WHAT IS BEING ASKED = Among the entries below, copy every line that carries the word "horse".

[Referring expression data]

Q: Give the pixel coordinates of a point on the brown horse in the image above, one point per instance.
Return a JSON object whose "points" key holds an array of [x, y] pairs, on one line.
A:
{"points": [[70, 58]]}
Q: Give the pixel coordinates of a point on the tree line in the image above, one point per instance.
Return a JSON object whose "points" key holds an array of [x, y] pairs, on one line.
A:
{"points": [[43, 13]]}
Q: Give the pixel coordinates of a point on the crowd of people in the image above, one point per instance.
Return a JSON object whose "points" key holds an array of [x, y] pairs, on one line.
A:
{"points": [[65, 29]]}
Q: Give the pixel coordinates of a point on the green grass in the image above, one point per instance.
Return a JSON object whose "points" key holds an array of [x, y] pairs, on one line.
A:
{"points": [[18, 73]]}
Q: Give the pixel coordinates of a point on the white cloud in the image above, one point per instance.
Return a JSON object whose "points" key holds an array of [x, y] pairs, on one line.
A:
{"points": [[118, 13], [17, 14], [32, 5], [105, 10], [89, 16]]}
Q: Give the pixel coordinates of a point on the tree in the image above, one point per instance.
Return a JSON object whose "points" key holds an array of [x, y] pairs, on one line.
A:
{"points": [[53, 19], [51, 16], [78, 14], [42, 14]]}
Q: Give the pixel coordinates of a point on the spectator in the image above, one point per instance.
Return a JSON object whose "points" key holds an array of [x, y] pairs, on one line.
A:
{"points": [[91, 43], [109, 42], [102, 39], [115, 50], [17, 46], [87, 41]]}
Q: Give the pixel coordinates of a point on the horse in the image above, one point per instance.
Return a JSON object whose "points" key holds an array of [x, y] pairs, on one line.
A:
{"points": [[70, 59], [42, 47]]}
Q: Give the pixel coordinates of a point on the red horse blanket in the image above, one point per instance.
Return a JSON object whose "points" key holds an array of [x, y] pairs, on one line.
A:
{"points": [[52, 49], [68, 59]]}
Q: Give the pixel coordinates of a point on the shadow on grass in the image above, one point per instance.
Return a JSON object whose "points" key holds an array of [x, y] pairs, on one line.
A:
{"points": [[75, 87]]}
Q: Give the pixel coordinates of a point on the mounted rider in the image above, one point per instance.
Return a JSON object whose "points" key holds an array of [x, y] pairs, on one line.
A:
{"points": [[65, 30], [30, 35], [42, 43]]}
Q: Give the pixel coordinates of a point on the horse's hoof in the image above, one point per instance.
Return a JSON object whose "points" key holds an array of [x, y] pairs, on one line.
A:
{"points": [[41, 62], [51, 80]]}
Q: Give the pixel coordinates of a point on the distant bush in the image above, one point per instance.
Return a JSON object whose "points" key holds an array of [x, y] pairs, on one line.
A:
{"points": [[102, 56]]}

RESULT OF THIS EXERCISE =
Q: Give the pixel coordinates of a point on the brown horse in the image above, one point per instance.
Q: Give the pixel coordinates of a point on the horse in the image above, one point per instance.
Q: Give the pixel coordinates of a point on the red horse blanket in the image above, one point per instance.
Q: Give the pixel coordinates of a point on the horse's hoof in the image above, one point per instance.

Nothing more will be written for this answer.